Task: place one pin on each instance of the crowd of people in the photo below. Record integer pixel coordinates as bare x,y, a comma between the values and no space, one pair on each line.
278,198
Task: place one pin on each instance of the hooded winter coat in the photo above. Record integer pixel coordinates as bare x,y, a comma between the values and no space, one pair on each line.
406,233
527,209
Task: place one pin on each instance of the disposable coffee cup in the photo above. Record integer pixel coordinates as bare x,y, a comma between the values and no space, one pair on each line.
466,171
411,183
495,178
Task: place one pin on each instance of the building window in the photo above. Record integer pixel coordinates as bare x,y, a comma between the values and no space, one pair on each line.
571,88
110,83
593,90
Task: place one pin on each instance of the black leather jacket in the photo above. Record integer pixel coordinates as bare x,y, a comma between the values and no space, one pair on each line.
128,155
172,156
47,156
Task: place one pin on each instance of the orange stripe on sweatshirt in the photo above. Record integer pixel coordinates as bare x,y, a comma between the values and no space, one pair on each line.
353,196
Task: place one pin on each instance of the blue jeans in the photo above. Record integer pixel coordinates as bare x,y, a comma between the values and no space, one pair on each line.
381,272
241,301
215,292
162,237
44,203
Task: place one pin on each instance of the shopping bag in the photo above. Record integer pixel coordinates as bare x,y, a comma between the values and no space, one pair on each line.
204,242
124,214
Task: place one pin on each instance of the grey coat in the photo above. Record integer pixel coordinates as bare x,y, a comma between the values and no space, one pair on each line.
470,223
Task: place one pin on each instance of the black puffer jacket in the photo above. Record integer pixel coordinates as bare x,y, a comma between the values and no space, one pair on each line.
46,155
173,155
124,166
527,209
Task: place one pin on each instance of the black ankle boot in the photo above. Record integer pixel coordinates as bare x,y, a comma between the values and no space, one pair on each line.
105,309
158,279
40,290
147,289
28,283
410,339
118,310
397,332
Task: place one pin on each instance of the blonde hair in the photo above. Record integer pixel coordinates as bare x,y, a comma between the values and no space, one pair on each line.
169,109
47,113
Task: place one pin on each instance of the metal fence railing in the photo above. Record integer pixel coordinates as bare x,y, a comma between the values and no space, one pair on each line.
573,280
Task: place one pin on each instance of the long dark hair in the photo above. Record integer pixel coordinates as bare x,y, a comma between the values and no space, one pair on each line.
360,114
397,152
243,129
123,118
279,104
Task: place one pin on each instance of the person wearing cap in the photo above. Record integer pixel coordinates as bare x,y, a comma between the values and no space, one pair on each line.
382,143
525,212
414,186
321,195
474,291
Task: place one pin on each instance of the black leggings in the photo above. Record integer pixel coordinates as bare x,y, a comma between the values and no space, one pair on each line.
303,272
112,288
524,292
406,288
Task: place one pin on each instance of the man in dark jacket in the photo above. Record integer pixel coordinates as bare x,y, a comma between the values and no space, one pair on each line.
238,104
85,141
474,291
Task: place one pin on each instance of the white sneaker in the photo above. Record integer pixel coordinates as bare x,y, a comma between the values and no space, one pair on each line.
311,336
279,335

**Your instructions**
The material above should be returned exactly, in full.

**Problem solution**
Task: place one pin on each instance of the crowd of people in the photo below. Record integer pixel coordinates as bare x,y, a comma between the values and no space, one pair on each line.
278,198
Task: place one pin on each instance of the hooded winter coat in the photo above. Record integer pixel coordinates as bare x,y, a comma between the values and no space, one pair on each line.
406,233
527,209
Task: place one pin on each instance of the disposable coffee cup in the photo above. Record integer pixel coordinates as bare x,y, a comma between the values and no space, one pair on each line.
466,171
411,183
495,178
Task: place one pin on each instance of the building window in the photo above. Record integer pixel coordinates as bare x,y, a comma between the values and no space, one pair on each line.
571,88
110,83
593,90
Task: place one pin on each instance of the black leather jacket in the photo above. Record integer pixel coordinates as bare x,y, a comma between the values and no space, one pair on each line.
128,155
172,156
47,156
Task: place one pin on each instance of the orange stripe on sweatshirt in the photo above. Record integer pixel coordinates as bare x,y, a comma between the values and no space, one pair on each line.
353,196
Task: place one pin on each instance of the blue jeans in the photo above. Record integer pixel coordinates as bare x,y, a comma between the values and no space, one pair on each line.
381,272
241,301
215,292
162,237
44,203
Task: place one pin on each instance of the shopping bag in the photo above. Record integer pixel coordinates as bare x,y, a comma between the values and no space, one pair on each line.
204,242
124,214
Task: place one pin on each instance of the grey coat in the photo above. Record integer pixel coordinates as bare x,y, a comma between the values and no space, one pair on each line.
470,223
Task: place one pin on each instance of the black puffer jacket in the photo above. Record integer pixel coordinates as bare x,y, a comma between the values and no space, one pair on each line.
46,155
173,155
124,166
527,209
Task: place one pin on each instance of the black ankle boot in the photo above. Record integer pixel coordinates as bare x,y, a comma between the values and no space, one pair on each line.
105,309
158,279
40,290
147,289
28,283
410,339
118,310
397,332
Task: place one pin on each instance of the blonde hair in the photo above. Record integer pixel coordinates as bare x,y, a comma between the values and no space, one pair on each line.
169,109
47,113
Task: place one pin on each instance of the metal fence railing in the photo above. Record integer pixel coordinates as bare x,y, a comma between the values and no space, one pair on each line.
573,280
Task: place one pin on each instance of the long dark hair in the photo above. Record integer pixel coordinates as bare x,y, a comma between the values and no space, one pair on each line.
360,114
397,152
243,129
123,118
279,104
Task: place one pin on each instance of the person wearing cap in the photo above. Record integer pixel coordinates as bare x,y, a comma between the values and no space, one pair on each line.
382,143
525,212
414,186
321,195
474,291
Task: place one pin on each instance of the black leggings in the photo above. Record integer pixel coordinates as bare x,y, a comma between the values and no space, one pair on each line.
303,272
112,288
524,292
406,288
Task: place one pin on each instance of the man in dark jacket in the photo above. Record integer pixel coordinates as bare x,y, a comma between the values and no space, one pair on each line.
238,104
85,141
474,291
Task: place one pin on each instance of the white sneaker in the photo above. Record integer pixel coordinates as bare x,y, a comma between the values and no space, one pair on each line.
311,336
279,335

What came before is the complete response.